Data drawn from a collection

*****

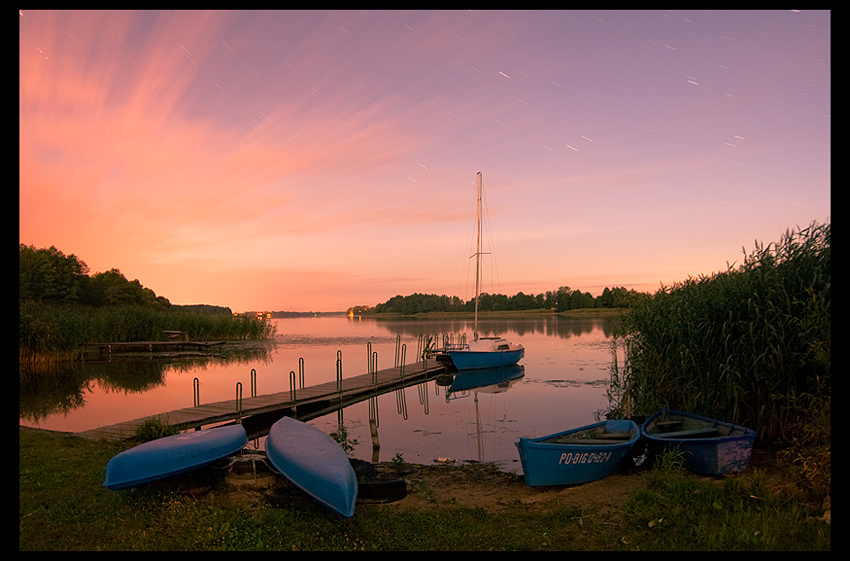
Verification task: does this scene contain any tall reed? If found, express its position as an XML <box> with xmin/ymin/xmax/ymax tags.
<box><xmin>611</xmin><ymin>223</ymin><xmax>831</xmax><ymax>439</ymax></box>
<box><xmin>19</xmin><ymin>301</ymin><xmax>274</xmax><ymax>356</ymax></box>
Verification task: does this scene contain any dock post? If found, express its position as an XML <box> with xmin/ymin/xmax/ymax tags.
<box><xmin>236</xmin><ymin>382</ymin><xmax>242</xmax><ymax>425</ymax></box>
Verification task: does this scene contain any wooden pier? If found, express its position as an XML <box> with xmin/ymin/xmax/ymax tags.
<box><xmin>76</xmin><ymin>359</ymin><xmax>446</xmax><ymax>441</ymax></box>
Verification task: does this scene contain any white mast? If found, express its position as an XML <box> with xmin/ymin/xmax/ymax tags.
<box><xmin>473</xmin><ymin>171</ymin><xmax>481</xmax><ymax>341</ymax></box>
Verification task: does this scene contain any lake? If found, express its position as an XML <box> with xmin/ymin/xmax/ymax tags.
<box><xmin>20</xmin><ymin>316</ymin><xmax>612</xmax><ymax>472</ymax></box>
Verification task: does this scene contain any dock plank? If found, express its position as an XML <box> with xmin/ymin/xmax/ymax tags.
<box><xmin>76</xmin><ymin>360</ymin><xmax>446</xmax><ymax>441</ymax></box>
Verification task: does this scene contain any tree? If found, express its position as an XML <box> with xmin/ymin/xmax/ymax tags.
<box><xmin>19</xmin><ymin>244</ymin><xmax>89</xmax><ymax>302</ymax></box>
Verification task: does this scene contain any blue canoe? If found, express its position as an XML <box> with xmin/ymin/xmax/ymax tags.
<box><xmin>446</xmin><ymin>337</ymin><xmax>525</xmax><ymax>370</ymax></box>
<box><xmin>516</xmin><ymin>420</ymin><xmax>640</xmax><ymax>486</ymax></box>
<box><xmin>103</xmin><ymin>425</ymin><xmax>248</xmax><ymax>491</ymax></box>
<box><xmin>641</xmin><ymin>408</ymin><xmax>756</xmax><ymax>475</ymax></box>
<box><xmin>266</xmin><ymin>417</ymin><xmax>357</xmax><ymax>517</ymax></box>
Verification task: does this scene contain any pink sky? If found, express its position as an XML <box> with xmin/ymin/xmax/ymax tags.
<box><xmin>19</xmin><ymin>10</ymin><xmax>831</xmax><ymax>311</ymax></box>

*****

_Exercise:_
Rewrite all of the records above with each "scene" changed to "image" and nothing else altered, leaving out the pictures.

_The solution:_
Verification task: does this image contain any tall reed? If found, express its position as an XML <box> with xmin/ymin/xmax/ymax tags.
<box><xmin>611</xmin><ymin>223</ymin><xmax>831</xmax><ymax>439</ymax></box>
<box><xmin>19</xmin><ymin>301</ymin><xmax>274</xmax><ymax>356</ymax></box>
Verification task: does this image contain any dock post? If found, express its position as an XML <box> with xmin/ymin/xmax/ymax tags.
<box><xmin>236</xmin><ymin>382</ymin><xmax>242</xmax><ymax>425</ymax></box>
Verification task: does this image contain any wooden pier? If found, express its position as an XML <box> with xmin/ymin/xmax/ymax tags.
<box><xmin>76</xmin><ymin>359</ymin><xmax>446</xmax><ymax>441</ymax></box>
Verification task: does this image contain any white mast? If found, express its position as an XML <box> with xmin/ymin/xmax/ymax tags.
<box><xmin>473</xmin><ymin>171</ymin><xmax>481</xmax><ymax>341</ymax></box>
Verification task: does this image contain any lake? If found, express its position as an XML <box> with xmin/ymin/xmax/ymax tags.
<box><xmin>20</xmin><ymin>316</ymin><xmax>612</xmax><ymax>472</ymax></box>
Verification task: does this image contain any dock plank? If found, express its position as an XML <box> with xmin/ymin/xmax/ymax tags.
<box><xmin>76</xmin><ymin>360</ymin><xmax>446</xmax><ymax>441</ymax></box>
Verification task: does this image contain any tree? If found, express its position as an XML <box> with xmin/ymin/xmax/ymax tags.
<box><xmin>19</xmin><ymin>244</ymin><xmax>89</xmax><ymax>302</ymax></box>
Verification task: does this image contain any blue canoe? If found, express its position as an XML <box> with xmin/ymin/xmax/ymax tags.
<box><xmin>446</xmin><ymin>337</ymin><xmax>525</xmax><ymax>370</ymax></box>
<box><xmin>516</xmin><ymin>420</ymin><xmax>640</xmax><ymax>486</ymax></box>
<box><xmin>103</xmin><ymin>425</ymin><xmax>248</xmax><ymax>491</ymax></box>
<box><xmin>641</xmin><ymin>408</ymin><xmax>756</xmax><ymax>475</ymax></box>
<box><xmin>266</xmin><ymin>417</ymin><xmax>357</xmax><ymax>517</ymax></box>
Verification task: does this image contain any pink sky? If found, express its position as an XML <box> with xmin/ymin/xmax/ymax tags.
<box><xmin>19</xmin><ymin>10</ymin><xmax>831</xmax><ymax>311</ymax></box>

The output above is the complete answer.